* _YOUR OBJECTIVE_: Rewrite the listing below as a Markdown table with the columns Row and Listing line, numbering each line and omitting any blank lines.

————————

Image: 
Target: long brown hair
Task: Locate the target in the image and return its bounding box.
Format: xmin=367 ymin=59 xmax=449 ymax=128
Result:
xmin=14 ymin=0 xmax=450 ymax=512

————————

* _RESULT_:
| Row | Listing line |
|---|---|
| 1 | Image:  |
| 2 | Target: long brown hair |
| 3 | Task: Locate the target in the image and return its bounding box. |
| 4 | Format: xmin=367 ymin=59 xmax=449 ymax=128 |
| 5 | Result: |
| 6 | xmin=14 ymin=0 xmax=450 ymax=512 |